# start of MATERIAL SUPPLIED
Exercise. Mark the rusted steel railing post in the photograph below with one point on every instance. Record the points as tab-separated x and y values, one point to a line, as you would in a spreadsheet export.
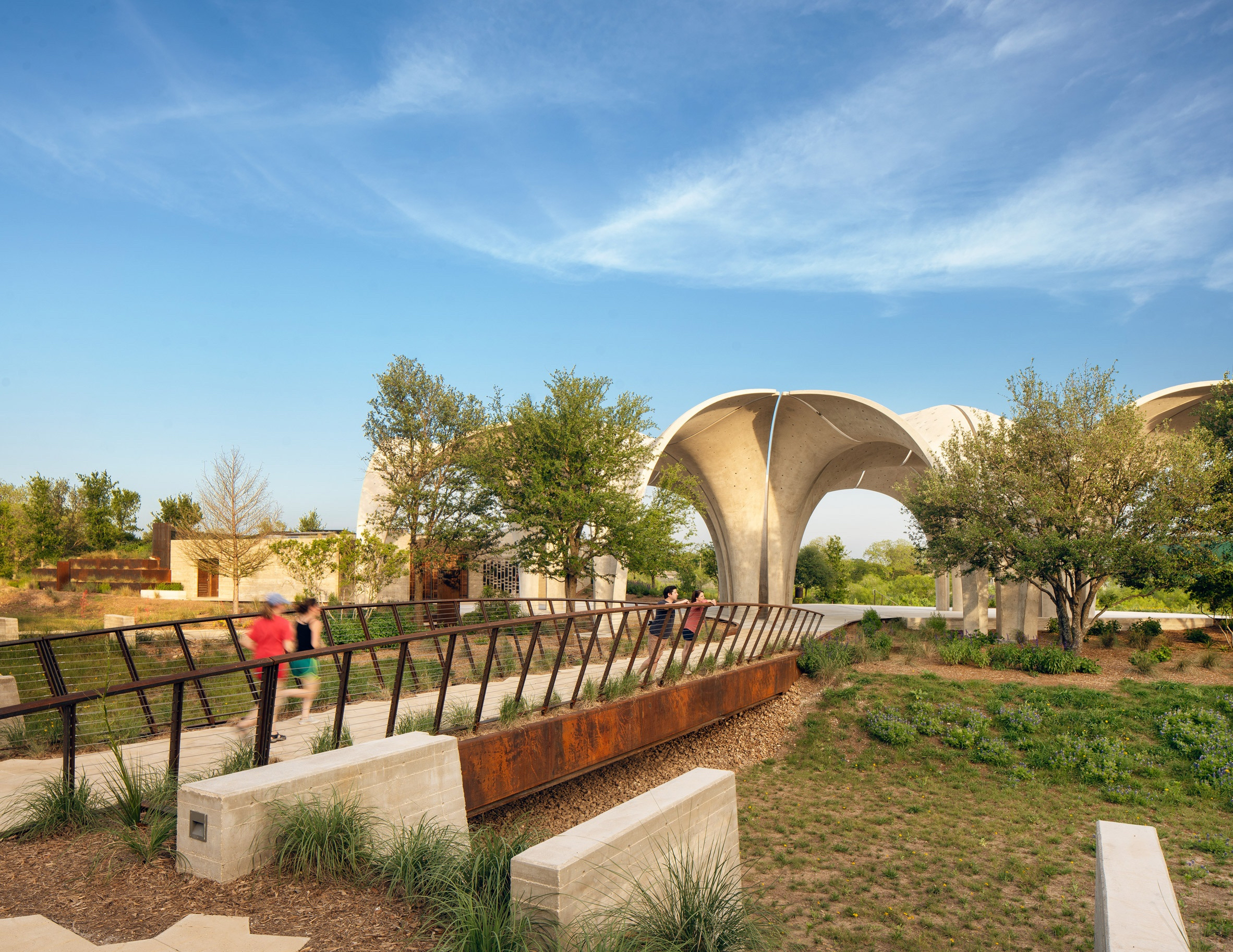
330	639
557	666
638	644
415	675
615	645
132	673
586	657
341	706
527	663
445	681
396	693
197	682
239	653
265	716
373	652
487	673
173	751
68	745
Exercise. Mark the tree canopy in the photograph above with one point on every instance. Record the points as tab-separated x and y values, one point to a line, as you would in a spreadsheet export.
565	473
1072	491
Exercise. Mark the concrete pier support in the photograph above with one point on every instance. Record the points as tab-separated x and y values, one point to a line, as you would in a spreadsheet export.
976	601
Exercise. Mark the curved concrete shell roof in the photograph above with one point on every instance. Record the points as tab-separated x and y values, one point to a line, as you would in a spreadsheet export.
765	460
# end of MATERIAL SUPPLIED
## REQUIRED TASK:
Update the listing from the line containing "Exercise. Mark the tree" through the end, changing "Record" to "List" and leaving everything else as it is. Give back only those lines.

## COMPLETED EXERCISE:
Exercise. Mark the tree canopy in the photograph above with one point on every instance. List the points as tab-separated x and y values, one point to a line, as you would in a spreadsheet export.
565	473
1072	491
Exercise. Mark the concrete pier support in the photograph above with one point on every instance. List the points as tab-separated x and y values, one point to a line, as you would in a spreadsheet export.
976	601
Exercise. Mark the curved concrete shell roof in the photograph above with one point on every instance. List the points as tab-separated x and y values, one point to a line, as you would in a spreadsheet export.
765	460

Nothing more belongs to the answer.